The data below should be restated word for word, with every picture omitted.

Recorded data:
※

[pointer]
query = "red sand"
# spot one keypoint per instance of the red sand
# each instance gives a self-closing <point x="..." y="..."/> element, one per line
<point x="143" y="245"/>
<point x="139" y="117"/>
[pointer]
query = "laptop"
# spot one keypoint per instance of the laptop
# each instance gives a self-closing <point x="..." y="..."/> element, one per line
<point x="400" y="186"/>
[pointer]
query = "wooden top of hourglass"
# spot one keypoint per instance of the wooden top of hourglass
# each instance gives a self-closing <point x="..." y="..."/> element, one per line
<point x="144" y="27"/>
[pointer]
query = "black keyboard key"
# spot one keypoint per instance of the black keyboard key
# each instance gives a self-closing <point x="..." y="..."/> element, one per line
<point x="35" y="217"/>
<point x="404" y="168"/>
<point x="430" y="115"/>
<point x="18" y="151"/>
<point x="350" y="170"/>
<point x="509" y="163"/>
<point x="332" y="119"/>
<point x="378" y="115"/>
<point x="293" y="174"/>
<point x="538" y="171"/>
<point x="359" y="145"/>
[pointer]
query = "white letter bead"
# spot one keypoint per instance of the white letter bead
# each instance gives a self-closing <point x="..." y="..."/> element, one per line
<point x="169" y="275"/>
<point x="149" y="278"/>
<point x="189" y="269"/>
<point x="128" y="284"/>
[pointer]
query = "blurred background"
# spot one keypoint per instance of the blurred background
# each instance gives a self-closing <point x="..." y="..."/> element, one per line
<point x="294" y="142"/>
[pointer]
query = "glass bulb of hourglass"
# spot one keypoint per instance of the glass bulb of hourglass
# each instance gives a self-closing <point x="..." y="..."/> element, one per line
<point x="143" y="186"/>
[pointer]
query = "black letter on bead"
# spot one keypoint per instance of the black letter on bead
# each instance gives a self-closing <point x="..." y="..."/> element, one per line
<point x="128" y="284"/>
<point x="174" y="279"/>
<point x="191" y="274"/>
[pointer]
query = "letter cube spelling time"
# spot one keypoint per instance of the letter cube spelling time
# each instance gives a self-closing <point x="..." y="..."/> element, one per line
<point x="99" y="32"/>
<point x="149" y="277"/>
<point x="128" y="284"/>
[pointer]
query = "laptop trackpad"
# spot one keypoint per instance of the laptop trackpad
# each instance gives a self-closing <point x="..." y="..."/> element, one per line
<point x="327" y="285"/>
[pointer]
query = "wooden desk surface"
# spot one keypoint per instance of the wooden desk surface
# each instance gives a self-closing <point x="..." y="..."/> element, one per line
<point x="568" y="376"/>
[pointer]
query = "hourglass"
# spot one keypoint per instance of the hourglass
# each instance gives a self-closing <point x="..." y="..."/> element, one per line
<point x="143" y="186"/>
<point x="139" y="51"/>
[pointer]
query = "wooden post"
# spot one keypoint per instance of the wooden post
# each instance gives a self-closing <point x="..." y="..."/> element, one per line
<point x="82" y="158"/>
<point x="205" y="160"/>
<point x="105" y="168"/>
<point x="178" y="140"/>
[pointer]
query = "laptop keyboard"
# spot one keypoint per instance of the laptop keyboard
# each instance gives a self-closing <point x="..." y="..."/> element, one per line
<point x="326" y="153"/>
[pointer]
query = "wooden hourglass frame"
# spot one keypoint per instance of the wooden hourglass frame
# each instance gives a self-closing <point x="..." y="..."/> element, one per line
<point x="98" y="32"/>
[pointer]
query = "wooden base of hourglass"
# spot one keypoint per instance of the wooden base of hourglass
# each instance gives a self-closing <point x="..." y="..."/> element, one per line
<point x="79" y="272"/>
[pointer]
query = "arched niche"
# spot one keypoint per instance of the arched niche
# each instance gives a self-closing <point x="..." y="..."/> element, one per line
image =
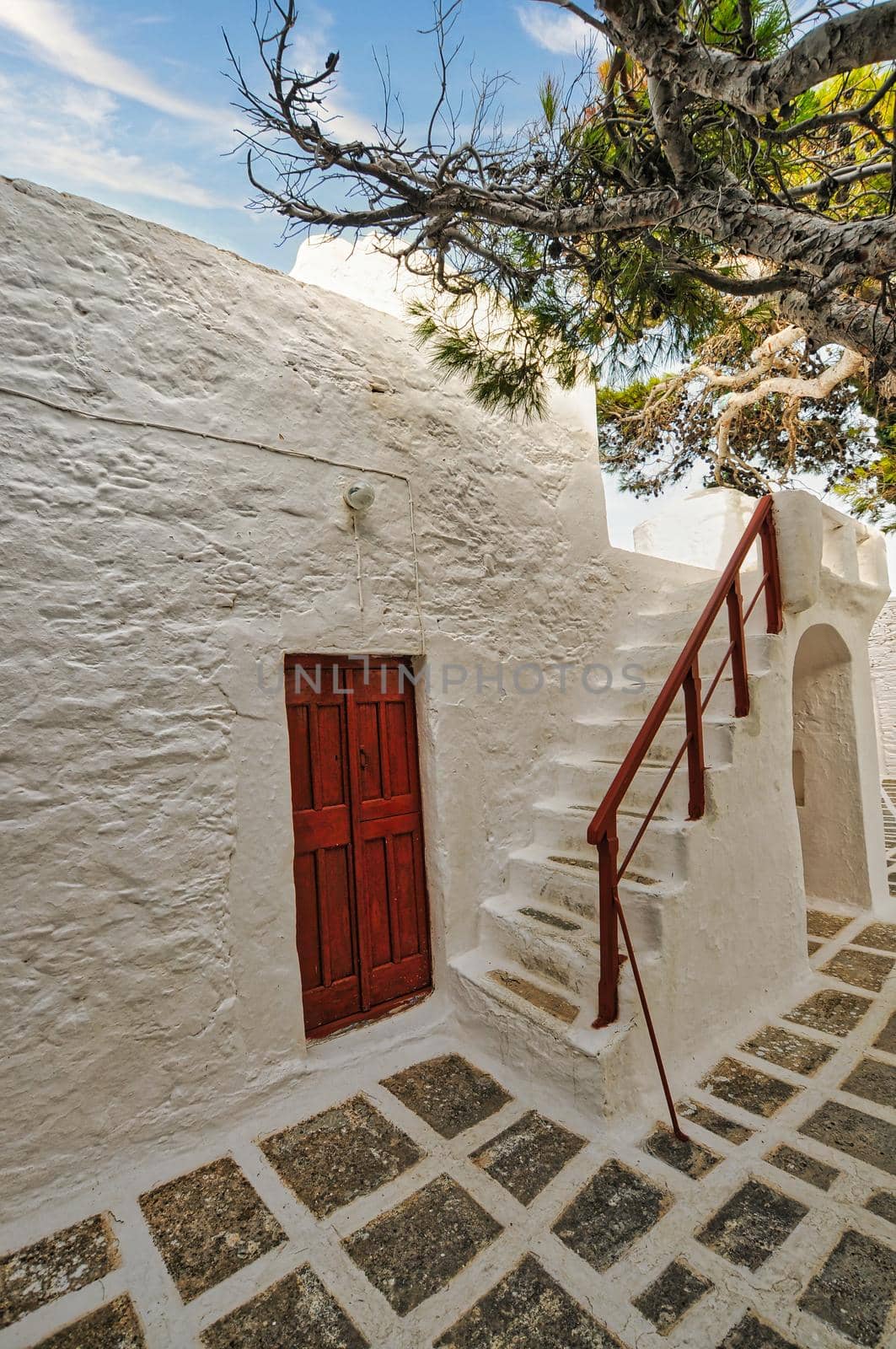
<point x="826" y="779"/>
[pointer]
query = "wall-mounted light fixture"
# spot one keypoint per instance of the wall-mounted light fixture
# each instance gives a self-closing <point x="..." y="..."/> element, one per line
<point x="359" y="497"/>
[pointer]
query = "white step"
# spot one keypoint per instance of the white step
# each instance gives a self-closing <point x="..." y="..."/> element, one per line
<point x="544" y="939"/>
<point x="652" y="661"/>
<point x="604" y="1072"/>
<point x="662" y="853"/>
<point x="583" y="782"/>
<point x="612" y="739"/>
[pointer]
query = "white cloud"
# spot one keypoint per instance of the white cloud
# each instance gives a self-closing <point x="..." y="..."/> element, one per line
<point x="559" y="33"/>
<point x="76" y="152"/>
<point x="53" y="37"/>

※

* _ANSWER TO THIS PROBLEM_:
[pointer]
query = "red sand"
# spot one keypoint per instance of the red sand
# each instance gives a self-closing <point x="..." y="..."/> element, one per line
<point x="143" y="245"/>
<point x="139" y="117"/>
[pointer]
query = "laptop"
# spot one keypoint per instance of the laptop
# each instance gives a self-closing <point x="..." y="..."/> element, one per line
<point x="400" y="186"/>
[pointer]
query = "wooden top of hourglass"
# spot one keypoint per instance of the wooden top of hourglass
# each instance gives a self-closing <point x="..." y="..."/> element, one per line
<point x="144" y="27"/>
[pointer]
query = "black keyboard key"
# spot one keypoint per instance of the black keyboard key
# each instance gives a self-closing <point x="..." y="..."/> element, one per line
<point x="35" y="217"/>
<point x="404" y="168"/>
<point x="430" y="115"/>
<point x="18" y="151"/>
<point x="350" y="170"/>
<point x="509" y="163"/>
<point x="332" y="119"/>
<point x="378" y="115"/>
<point x="293" y="174"/>
<point x="538" y="171"/>
<point x="359" y="145"/>
[pointer]
query = "white letter bead"
# spot one keypoint per instance of the white letter bead
# each instance gives a self-closing <point x="..." y="..."/> element, one per line
<point x="169" y="275"/>
<point x="149" y="278"/>
<point x="189" y="269"/>
<point x="128" y="284"/>
[pointer]
query = "blurred background"
# spot one keypoint per instance of the blurred background
# each instance gives a self-closing <point x="..." y="..."/> element, one per line
<point x="294" y="142"/>
[pointer]
query = "glass bulb of hourglass"
# spot one keypoint per instance of the glass bulb of hourglass
# each instance gives a self-closing <point x="..." y="..."/> element, one per line
<point x="143" y="186"/>
[pointer]
query = "black letter on bead"
# spot one keypoint per instance of the black letter on bead
# each instance gives a self-closing <point x="..." y="..."/> element, one per line
<point x="128" y="284"/>
<point x="174" y="279"/>
<point x="191" y="274"/>
[pointer]
query = "letter cube spelling time"
# spot one keypoint per instance of the letter cube spelling time
# each instance gives a self-closing <point x="..." y="..."/> element, one per line
<point x="99" y="32"/>
<point x="149" y="277"/>
<point x="128" y="284"/>
[pointer]
query = "laptop trackpad"
# spot one keypoint per instance of the laptop trackpad
# each instance gives a self-closing <point x="..." y="..."/> element, one per line
<point x="327" y="285"/>
[pointer]
query = "wooden desk surface"
# spot one keypoint per instance of the wooden desk surface
# each instance gives a self-closing <point x="..." y="..."/> element, one per line
<point x="568" y="376"/>
[pointer]
query = "hourglass"
# spot one keypoint per instance of the hourglass
# each instance gives a self-closing <point x="..." y="..."/> element, one per line
<point x="143" y="186"/>
<point x="139" y="51"/>
[pointer]
query = "wooden post"
# spot one keypoint per instance of the wooden post
# each instance gives a self-closing <point x="..." y="..."/> element, one per line
<point x="82" y="158"/>
<point x="205" y="160"/>
<point x="105" y="168"/>
<point x="178" y="140"/>
[pointer]
query = "laptop keyboard"
# spot one keypoint per instance of the laptop keyboard
# each instance gives a self-closing <point x="..." y="..."/> element, one per line
<point x="326" y="153"/>
[pointer]
query = "wooden hourglass frame"
# spot one keypoint per instance of the wooden hourglass frame
# each instance gives a self-closing <point x="..." y="..."/> element, one per line
<point x="98" y="32"/>
[pointer]
query = "wooden base of hourglass"
# spot one keypoint per instance of the wooden base of hourglass
# each instance gives a self-closing <point x="..." y="..."/> element, one per line
<point x="79" y="272"/>
[pointer]
query = "arched niche"
# spot one keypoint per instance of the arched niche
# each instance gives a self-closing <point x="..." y="..."/> element, one per line
image =
<point x="826" y="779"/>
[pointer]
query = "wall-mounted light fixture"
# spot one keypoint per instance of the wall-mounted light fixture
# each instance gives a self-closing <point x="..." y="..."/> element, one per line
<point x="359" y="497"/>
[pointer]
query = "white step"
# spot one keypoint per instance of the white step
# each instance gives a self-closing <point x="..." y="..."/> element, one per line
<point x="544" y="939"/>
<point x="652" y="661"/>
<point x="604" y="1072"/>
<point x="662" y="853"/>
<point x="583" y="782"/>
<point x="612" y="739"/>
[pointer]
query = "white cloud"
# spot one keypoint per instance of the white cloud
# each instance gives a self-closing <point x="..." y="..."/> element, one per line
<point x="559" y="33"/>
<point x="76" y="152"/>
<point x="53" y="37"/>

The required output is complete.